• WRITTEN INSTRUCTION 1: In the brown pelican post, why does the rest of a brown pelican's body tumble awkwardly into the water when it dives? Answer in one to three sentences.
• WRITTEN INSTRUCTION 2:
Answer these questions from the brown pelican post:
(a) How do brown pelicans usually search for fish?
(b) For which kind of pelican are the cartoons of an expanding bill pouch fairly accurate?
(c) Where were the pelicans photographed?

• PAGE EXTRACT:
####################

Wednesday, July 20, 2016

Brown Pelican

Brown Pelican Fishing
 Most people know how pelicans hunt. From an early age many of us have seen cartoons that feature pelicans whose bill can expand like a large pouch. This is fairly accurate at least when it comes to white pelicans.
Brown Pelican Fishing
 Brown pelicans however are a different matter. They usually fly low over the water scanning for fish and when they see one they dive head first into the water. Often there dive is so sudden that the rest of their body tumbles awkwardly into the water behind their diving head.
Brown Pelican Fishing
Like many predators hunting for prey there are many more failures then successes. But when a brown pelican fails it gets back up into the air and gets ready for another dive. These pelicans were photographed in south Texas near Brownsville.

####################

• STORED DATA:

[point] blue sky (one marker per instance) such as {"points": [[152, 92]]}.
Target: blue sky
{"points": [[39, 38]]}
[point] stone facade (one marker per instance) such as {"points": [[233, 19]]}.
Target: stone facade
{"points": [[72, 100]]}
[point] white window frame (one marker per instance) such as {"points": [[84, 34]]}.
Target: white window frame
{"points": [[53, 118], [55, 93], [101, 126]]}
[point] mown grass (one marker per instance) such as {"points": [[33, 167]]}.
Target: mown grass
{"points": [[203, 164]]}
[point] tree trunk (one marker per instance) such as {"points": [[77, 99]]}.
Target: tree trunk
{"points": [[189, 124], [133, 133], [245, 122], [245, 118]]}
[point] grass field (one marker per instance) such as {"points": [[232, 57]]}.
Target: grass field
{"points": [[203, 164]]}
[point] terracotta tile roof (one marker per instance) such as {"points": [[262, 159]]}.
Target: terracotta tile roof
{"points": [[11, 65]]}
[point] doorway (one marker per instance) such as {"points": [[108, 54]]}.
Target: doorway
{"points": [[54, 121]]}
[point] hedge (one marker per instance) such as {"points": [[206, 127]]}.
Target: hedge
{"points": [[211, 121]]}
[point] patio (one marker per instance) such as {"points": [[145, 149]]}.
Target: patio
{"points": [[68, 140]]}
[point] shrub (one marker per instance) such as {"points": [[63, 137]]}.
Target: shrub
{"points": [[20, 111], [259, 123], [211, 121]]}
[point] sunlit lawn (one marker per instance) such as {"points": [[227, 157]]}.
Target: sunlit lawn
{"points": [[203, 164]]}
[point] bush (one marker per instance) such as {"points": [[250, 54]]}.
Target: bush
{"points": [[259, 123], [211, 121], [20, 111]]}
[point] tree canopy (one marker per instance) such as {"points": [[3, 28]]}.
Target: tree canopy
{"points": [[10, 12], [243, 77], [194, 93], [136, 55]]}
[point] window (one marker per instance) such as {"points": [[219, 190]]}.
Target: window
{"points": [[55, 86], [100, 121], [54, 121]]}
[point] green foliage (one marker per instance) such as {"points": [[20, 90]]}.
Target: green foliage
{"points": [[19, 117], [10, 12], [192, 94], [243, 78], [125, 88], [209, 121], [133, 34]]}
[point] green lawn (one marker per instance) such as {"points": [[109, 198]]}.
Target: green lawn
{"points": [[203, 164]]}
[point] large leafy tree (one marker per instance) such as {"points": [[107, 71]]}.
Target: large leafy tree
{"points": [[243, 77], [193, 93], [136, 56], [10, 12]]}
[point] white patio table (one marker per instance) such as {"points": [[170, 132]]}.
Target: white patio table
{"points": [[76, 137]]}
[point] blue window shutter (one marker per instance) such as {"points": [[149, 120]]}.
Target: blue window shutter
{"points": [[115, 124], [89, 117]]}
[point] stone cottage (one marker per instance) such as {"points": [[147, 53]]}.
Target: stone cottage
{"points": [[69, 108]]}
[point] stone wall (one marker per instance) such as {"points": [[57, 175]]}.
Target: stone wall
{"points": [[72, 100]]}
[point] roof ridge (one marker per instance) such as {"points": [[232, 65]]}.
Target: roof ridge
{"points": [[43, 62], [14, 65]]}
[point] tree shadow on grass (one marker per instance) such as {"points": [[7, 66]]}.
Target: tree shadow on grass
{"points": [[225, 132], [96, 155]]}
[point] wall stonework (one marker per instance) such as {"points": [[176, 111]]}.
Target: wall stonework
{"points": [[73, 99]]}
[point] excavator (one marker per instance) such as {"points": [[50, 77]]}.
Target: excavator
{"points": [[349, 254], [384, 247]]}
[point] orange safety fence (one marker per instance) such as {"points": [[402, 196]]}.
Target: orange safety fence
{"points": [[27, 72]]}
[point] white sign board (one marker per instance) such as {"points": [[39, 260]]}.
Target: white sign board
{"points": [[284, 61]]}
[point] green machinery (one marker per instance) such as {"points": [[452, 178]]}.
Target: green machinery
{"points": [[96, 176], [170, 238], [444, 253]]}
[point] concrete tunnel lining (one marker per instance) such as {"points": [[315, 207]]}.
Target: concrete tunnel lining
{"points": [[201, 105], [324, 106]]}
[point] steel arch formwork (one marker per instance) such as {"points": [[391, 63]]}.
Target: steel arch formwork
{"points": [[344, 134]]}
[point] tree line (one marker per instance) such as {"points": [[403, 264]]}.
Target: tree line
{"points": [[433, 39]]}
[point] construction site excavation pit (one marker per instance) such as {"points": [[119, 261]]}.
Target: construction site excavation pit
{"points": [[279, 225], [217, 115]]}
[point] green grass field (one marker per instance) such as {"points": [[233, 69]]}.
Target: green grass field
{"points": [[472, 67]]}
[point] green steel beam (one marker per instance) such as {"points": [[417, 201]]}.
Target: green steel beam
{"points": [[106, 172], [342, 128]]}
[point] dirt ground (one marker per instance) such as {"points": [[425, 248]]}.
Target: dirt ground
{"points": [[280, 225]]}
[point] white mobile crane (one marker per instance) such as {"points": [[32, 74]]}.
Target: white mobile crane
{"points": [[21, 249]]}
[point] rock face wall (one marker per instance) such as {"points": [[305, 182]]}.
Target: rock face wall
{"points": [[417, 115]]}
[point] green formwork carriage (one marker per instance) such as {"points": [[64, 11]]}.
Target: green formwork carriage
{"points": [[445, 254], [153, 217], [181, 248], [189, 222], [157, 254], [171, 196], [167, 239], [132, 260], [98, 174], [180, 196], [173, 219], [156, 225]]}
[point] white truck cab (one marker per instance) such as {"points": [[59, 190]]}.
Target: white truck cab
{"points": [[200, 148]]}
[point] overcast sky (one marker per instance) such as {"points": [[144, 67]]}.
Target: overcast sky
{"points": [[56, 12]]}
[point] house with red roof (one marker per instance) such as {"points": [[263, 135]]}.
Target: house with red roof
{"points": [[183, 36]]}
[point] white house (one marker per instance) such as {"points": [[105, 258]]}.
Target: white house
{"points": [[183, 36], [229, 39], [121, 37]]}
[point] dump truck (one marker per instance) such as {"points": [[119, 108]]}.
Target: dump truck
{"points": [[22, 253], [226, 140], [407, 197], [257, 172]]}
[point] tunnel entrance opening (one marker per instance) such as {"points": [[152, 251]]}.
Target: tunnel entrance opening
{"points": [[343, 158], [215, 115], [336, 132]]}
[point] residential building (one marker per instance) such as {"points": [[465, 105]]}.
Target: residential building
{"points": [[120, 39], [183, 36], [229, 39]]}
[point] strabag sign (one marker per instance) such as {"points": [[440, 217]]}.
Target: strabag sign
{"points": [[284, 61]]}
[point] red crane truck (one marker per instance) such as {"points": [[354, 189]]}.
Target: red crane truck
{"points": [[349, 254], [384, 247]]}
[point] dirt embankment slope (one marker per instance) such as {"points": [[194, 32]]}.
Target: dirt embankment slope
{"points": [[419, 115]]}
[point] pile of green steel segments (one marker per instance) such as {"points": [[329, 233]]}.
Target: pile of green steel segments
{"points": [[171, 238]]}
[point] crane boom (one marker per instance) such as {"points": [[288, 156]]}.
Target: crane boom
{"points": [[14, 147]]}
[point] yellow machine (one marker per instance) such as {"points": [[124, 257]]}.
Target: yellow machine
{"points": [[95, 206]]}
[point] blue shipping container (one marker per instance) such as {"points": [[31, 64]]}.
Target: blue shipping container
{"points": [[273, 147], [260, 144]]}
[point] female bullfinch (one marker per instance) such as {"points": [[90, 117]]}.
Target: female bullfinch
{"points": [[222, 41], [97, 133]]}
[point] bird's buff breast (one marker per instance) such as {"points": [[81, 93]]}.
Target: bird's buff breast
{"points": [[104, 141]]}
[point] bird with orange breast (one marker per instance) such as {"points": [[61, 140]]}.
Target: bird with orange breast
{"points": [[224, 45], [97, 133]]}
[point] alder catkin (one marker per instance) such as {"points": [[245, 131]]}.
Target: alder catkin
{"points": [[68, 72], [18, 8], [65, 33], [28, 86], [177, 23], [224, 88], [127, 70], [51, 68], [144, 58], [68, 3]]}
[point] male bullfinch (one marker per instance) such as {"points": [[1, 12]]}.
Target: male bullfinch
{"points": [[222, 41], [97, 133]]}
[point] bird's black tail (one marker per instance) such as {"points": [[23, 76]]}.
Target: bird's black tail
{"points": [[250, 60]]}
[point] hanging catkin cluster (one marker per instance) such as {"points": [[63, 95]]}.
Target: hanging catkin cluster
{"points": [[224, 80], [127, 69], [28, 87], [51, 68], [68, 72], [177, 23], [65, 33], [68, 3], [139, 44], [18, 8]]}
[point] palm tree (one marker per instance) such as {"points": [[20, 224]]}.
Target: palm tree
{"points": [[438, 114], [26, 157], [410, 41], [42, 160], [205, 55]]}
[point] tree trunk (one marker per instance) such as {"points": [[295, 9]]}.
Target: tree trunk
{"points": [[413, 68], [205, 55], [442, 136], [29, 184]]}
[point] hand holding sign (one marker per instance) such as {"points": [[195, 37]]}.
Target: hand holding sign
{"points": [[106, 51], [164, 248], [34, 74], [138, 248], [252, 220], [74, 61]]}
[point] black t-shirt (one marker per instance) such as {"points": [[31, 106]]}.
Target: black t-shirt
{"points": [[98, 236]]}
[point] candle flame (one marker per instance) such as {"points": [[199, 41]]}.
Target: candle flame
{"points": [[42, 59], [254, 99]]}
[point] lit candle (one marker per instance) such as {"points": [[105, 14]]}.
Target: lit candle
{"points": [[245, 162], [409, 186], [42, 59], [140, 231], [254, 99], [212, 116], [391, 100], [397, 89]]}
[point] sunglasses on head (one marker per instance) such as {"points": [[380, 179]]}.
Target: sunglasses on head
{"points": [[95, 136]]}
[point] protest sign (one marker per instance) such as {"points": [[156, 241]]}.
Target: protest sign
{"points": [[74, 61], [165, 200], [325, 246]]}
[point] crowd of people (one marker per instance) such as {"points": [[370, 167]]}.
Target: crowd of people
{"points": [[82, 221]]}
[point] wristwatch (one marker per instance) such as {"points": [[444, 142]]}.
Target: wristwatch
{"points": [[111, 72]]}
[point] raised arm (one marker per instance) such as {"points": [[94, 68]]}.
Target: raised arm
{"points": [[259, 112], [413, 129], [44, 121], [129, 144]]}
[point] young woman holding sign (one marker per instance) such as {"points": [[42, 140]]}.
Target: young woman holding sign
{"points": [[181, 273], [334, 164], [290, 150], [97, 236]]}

####################

• EXERCISE ANSWER 1: A brown pelican's dive is often so sudden that its body cannot keep up with its head. It plunges head first, and the rest of its body tumbles awkwardly into the water behind it.

• EXERCISE ANSWER 2:
(a) They fly low over the water scanning for fish.
(b) White pelicans.
(c) In south Texas near Brownsville.